Every record below needs to be printed again exactly.

"""

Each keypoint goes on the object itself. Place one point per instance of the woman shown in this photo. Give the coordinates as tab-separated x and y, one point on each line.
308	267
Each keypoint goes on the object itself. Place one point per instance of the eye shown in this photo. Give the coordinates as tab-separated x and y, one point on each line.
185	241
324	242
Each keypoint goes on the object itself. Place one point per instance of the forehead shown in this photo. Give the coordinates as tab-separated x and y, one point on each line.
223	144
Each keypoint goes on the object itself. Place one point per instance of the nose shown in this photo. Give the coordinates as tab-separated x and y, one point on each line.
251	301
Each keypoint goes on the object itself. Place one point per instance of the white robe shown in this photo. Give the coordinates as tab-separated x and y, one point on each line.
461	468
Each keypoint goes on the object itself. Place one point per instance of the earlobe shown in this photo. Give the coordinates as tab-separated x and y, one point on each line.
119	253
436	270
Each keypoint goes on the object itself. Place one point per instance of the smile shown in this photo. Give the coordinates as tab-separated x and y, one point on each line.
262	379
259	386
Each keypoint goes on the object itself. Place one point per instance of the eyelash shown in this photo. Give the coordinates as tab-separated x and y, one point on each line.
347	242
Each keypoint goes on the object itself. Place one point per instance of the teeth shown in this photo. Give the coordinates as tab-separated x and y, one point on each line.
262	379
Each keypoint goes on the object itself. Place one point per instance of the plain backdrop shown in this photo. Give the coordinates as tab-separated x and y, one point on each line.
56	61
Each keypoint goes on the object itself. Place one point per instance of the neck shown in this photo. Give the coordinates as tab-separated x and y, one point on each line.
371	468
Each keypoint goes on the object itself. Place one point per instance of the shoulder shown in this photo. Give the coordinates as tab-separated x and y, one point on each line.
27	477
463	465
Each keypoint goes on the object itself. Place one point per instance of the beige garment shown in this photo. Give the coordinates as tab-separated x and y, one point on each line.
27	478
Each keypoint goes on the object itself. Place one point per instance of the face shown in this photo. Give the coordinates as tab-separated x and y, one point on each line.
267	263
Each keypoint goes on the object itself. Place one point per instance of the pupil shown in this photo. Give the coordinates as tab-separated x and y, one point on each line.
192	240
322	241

"""

Exercise output =>
Each keypoint goes on the object itself. Place one point per instance of the woman shown in this photo. Give the coordinates as tab-separated x and y, one point on each line.
308	267
Each keypoint goes on the object itself. Place one point per instance of the eye shown in this photo. Give the coordinates as tab-separated x and y, one point on each line.
185	241
324	242
Each keypoint goes on the object itself. Place one point per instance of the forehead shown in this photo. Give the coordinates as tab-separated x and y, one point on each line.
223	144
Each keypoint goes on the object itself. Place one point per instance of the nose shown in this photo. Give the coordinates as tab-separated x and y, one point on each line.
251	301
Each keypoint goes on the object itself. Place one point per instance of the white robe shown in this photo. Give the coordinates as tab-separated x and y, one point on each line.
461	468
Each keypoint goes on the object itself. Place one point per instance of the earlobe shown in this photo. Give the coordinates as tab-separated x and y, one point on each line.
119	253
436	270
Each keypoint goes on the object itself. Place one point per instance of the smile shown in this photo. Give the coordinates as tab-separated x and y, one point on each line.
262	379
259	386
Each keypoint goes on the object itself. Place one point per instance of the eyelash shown in this photo. Give the coordinates as tab-separated x and y, one point on each line.
347	242
Each keypoint goes on the object itself. Place one point per instance of the teeth shown in this photo. Give the coordinates as tab-separated x and y, one point on each line.
262	379
Each keypoint goes on the object itself. Place one point per instance of the plain backdrop shown in this photo. Give the coordinates as tab-separated x and y, one point on each line.
56	61
Each keypoint goes on the object itself. Place one point per instance of the neck shown in this photo. Give the coordinates as tab-separated x and y, one point on each line.
371	468
Each keypoint goes on the object itself. Place one point per instance of the shoulder shown in this photo. Give the coordinates as tab-separated x and y, one point on each line.
27	477
463	465
Each keypoint goes on the object itself. Place one point per instance of the beige garment shown in this photo. Give the coordinates as tab-separated x and y, one point on each line.
27	478
Each keypoint goes on the object itself. Place one point per instance of the face shown in this photo. Give the coordinates as tab-separated x and y, one point on each line.
267	263
Each keypoint goes on the object itself. Place one point per instance of the pupil shown in this photo. Give the coordinates as tab-separated x and y, one point on each line.
192	240
322	241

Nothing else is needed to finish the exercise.